* YOUR GOAL:
Repeat all entries below exactly as shown.
··· DATA TO USE
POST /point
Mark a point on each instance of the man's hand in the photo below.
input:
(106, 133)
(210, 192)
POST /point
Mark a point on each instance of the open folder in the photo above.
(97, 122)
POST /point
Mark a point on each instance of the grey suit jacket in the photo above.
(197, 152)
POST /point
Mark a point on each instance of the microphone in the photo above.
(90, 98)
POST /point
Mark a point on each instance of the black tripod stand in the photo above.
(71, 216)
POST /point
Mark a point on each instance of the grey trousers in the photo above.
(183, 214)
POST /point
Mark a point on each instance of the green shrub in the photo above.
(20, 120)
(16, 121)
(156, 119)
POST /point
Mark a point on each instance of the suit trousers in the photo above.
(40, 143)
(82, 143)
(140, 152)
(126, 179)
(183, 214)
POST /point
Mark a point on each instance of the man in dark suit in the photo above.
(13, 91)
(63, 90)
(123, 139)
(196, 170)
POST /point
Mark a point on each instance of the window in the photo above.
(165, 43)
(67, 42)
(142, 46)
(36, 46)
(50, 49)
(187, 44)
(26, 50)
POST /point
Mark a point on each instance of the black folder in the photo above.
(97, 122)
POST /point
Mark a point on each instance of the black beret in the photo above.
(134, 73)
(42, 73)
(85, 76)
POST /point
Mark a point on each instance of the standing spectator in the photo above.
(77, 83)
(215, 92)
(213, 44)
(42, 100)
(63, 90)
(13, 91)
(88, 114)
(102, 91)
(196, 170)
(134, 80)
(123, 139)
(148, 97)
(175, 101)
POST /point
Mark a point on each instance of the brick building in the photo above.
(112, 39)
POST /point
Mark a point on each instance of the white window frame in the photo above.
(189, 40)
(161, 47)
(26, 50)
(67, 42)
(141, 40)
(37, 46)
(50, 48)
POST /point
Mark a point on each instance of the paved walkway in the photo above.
······
* RESPONSE TO THE TASK:
POST /point
Mark a point on each instance of the man's hand in the photo below.
input:
(106, 133)
(210, 192)
POST /point
Mark a point on each instance of the open folder in the photo above.
(97, 122)
POST /point
Mark a point on each instance of the grey suit jacket in the photo above.
(197, 152)
POST /point
Mark a point on each instance of the microphone in the photo above.
(90, 98)
POST /point
Mark a point on each instance of the black tripod stand in the photo above.
(71, 216)
POST /point
Mark a point on each instance of the grey trousers in the photo above.
(183, 214)
POST /point
Mark a point on each instance of the green shrub in the photo above.
(20, 120)
(16, 121)
(156, 119)
POST /point
Mark a point on each instance of the suit trousers in the photo above.
(40, 143)
(82, 143)
(140, 152)
(126, 179)
(183, 214)
POST /point
Mark a point on each instance of the man in dark suit in the photo above.
(13, 91)
(63, 90)
(123, 139)
(196, 170)
POST /point
Mark a point on each instance of the window in the photo above.
(165, 43)
(67, 42)
(142, 46)
(36, 46)
(50, 49)
(187, 44)
(26, 50)
POST /point
Mark a point on each instance of the black folder in the photo above.
(97, 122)
POST /point
Mark a point on each instance of the black beret in the photo above.
(134, 73)
(42, 73)
(85, 76)
POST /point
Mark a point on each instance of the standing spectator in the photo above.
(77, 83)
(215, 92)
(213, 44)
(42, 100)
(63, 90)
(13, 91)
(88, 114)
(102, 91)
(196, 170)
(134, 80)
(123, 139)
(148, 97)
(175, 101)
POST /point
Mark a point on each instance of the brick building in the photo above.
(112, 39)
POST /point
Mark a point on each instance of the white window frame in the photo above.
(189, 40)
(161, 47)
(26, 50)
(67, 42)
(141, 40)
(37, 46)
(50, 48)
POST /point
Mark a point on each instance of the paved walkway in the photo above.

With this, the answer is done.